### What the exercise asks
Reproduce word for word the lines below that start with the line containing "Pick out each instance of the icy" and run through the last line, including both.

====== Available records ======

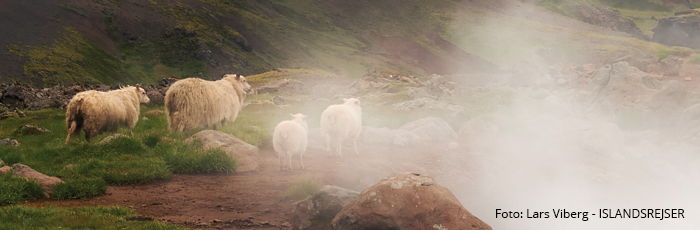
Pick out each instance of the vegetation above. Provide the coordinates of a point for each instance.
(302, 189)
(87, 168)
(21, 217)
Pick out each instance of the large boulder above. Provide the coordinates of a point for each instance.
(317, 211)
(431, 129)
(609, 19)
(48, 182)
(246, 155)
(621, 85)
(406, 201)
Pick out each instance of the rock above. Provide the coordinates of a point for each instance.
(406, 201)
(428, 103)
(283, 87)
(671, 65)
(156, 97)
(609, 19)
(48, 182)
(12, 113)
(389, 137)
(112, 137)
(5, 169)
(622, 86)
(7, 141)
(246, 155)
(431, 129)
(317, 211)
(678, 31)
(29, 130)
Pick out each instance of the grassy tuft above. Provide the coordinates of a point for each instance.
(22, 217)
(15, 189)
(302, 189)
(79, 188)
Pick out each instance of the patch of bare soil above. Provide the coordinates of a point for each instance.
(257, 200)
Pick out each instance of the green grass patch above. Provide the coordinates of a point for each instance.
(16, 189)
(151, 154)
(22, 217)
(302, 189)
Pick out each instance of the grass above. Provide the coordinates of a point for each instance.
(302, 189)
(14, 190)
(695, 59)
(22, 217)
(87, 168)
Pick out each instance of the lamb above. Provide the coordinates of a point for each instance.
(97, 112)
(342, 122)
(194, 102)
(290, 138)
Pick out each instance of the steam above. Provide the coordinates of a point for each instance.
(555, 151)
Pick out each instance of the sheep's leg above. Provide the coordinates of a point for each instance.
(354, 142)
(328, 144)
(279, 156)
(71, 130)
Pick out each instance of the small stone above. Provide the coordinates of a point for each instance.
(5, 169)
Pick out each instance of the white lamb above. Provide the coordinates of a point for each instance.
(290, 138)
(340, 123)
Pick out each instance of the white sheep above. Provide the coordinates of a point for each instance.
(342, 122)
(97, 112)
(194, 102)
(290, 138)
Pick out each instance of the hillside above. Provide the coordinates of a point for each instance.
(130, 41)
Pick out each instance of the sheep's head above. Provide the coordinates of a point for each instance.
(353, 102)
(299, 118)
(143, 98)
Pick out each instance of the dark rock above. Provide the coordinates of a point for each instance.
(317, 211)
(7, 141)
(406, 201)
(283, 87)
(609, 19)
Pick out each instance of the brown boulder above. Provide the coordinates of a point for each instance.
(48, 182)
(246, 155)
(406, 201)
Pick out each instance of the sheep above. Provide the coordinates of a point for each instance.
(290, 138)
(97, 112)
(342, 122)
(194, 102)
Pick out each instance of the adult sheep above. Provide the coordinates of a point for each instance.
(290, 138)
(97, 112)
(340, 123)
(194, 102)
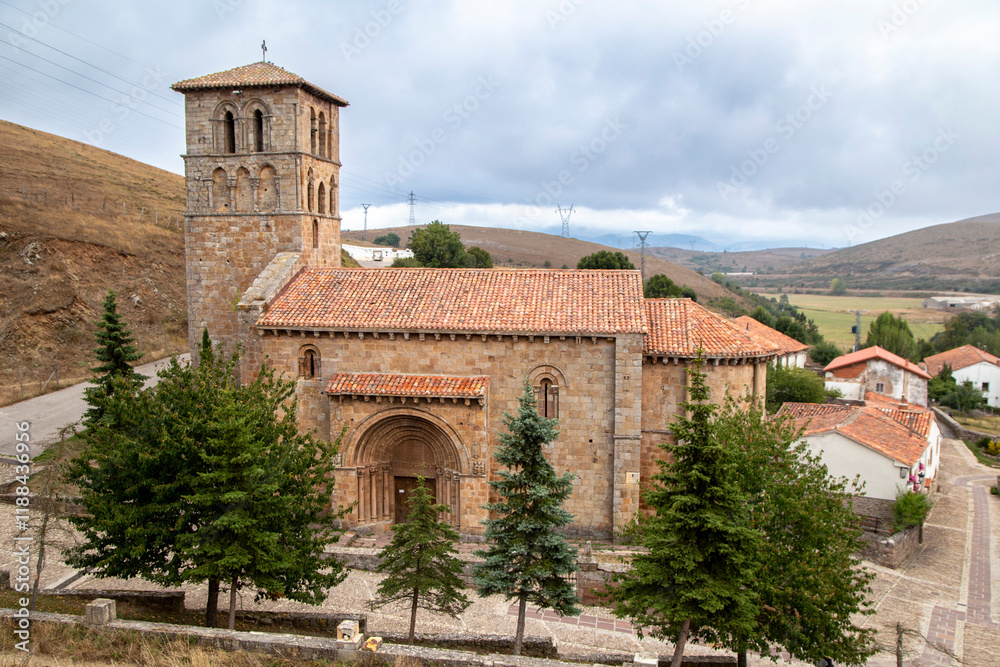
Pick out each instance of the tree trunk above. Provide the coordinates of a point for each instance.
(681, 641)
(232, 602)
(522, 603)
(413, 614)
(212, 606)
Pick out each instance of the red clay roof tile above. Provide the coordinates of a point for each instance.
(868, 426)
(960, 357)
(678, 327)
(875, 352)
(383, 384)
(786, 344)
(255, 74)
(511, 301)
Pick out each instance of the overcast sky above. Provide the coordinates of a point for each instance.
(775, 122)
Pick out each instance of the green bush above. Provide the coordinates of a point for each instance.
(910, 510)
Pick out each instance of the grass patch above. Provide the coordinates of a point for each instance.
(77, 643)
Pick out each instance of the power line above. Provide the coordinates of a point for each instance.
(564, 216)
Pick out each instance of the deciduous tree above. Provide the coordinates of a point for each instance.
(421, 562)
(695, 579)
(527, 558)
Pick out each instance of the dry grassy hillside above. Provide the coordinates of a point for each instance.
(516, 248)
(965, 249)
(65, 241)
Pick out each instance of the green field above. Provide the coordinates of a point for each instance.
(834, 315)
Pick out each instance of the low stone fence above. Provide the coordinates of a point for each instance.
(171, 601)
(892, 551)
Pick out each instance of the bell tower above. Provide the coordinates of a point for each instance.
(262, 169)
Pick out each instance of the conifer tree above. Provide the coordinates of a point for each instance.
(116, 353)
(421, 561)
(527, 558)
(200, 478)
(695, 579)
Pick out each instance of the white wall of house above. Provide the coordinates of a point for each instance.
(846, 458)
(983, 373)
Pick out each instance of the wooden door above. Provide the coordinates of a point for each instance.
(403, 487)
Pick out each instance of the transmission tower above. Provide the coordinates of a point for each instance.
(365, 237)
(564, 216)
(642, 246)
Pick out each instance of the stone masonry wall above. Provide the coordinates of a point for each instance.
(587, 408)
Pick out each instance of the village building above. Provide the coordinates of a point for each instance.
(791, 353)
(969, 363)
(877, 370)
(889, 444)
(417, 366)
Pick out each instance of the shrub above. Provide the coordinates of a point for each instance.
(910, 509)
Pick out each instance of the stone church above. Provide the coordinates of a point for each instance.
(420, 364)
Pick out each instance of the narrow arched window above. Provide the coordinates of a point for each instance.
(309, 363)
(229, 140)
(548, 399)
(258, 131)
(322, 134)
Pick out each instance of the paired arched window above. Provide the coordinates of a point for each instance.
(229, 133)
(258, 131)
(309, 366)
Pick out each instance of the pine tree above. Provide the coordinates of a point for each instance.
(199, 478)
(527, 558)
(116, 353)
(695, 580)
(421, 561)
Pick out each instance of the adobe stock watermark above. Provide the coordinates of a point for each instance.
(561, 14)
(785, 129)
(45, 11)
(900, 15)
(911, 171)
(124, 105)
(366, 34)
(703, 39)
(581, 158)
(453, 118)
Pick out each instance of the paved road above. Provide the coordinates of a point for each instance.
(51, 412)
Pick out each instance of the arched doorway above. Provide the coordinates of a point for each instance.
(389, 453)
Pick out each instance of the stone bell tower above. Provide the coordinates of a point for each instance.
(262, 169)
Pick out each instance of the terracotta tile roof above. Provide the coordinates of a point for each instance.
(876, 352)
(255, 75)
(678, 327)
(786, 344)
(868, 426)
(534, 301)
(382, 384)
(960, 357)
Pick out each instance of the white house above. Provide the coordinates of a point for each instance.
(369, 254)
(880, 371)
(889, 448)
(970, 363)
(792, 353)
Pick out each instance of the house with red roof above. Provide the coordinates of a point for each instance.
(970, 363)
(791, 353)
(890, 445)
(416, 367)
(880, 371)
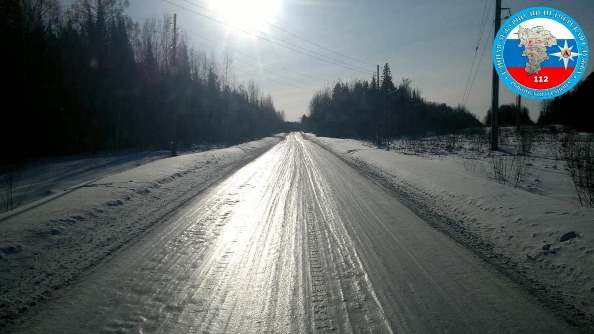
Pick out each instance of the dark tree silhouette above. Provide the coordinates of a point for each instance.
(89, 79)
(510, 115)
(380, 111)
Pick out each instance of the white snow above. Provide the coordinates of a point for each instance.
(522, 223)
(44, 247)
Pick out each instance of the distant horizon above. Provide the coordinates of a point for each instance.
(308, 46)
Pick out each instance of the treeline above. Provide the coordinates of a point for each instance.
(380, 110)
(89, 78)
(573, 108)
(510, 115)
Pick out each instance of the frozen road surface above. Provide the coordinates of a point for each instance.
(295, 242)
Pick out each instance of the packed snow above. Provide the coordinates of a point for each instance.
(537, 225)
(44, 247)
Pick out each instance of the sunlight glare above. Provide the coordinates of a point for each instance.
(246, 15)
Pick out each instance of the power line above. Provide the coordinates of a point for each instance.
(285, 45)
(467, 88)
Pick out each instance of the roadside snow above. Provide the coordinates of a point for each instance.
(528, 225)
(47, 178)
(45, 247)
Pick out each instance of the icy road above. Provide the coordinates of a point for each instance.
(295, 242)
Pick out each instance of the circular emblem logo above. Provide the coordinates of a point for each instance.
(540, 52)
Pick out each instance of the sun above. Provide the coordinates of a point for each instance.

======

### Solved exercise
Pick out each instance of the icy road above. Provide the coordinates of a point for each instance.
(295, 242)
Pick out each instance of the circular emblem logo above. Provide the coordinates of a point for each instance.
(540, 52)
Pick out each instance of the sun above. Provide the coordinates of a point for each instance.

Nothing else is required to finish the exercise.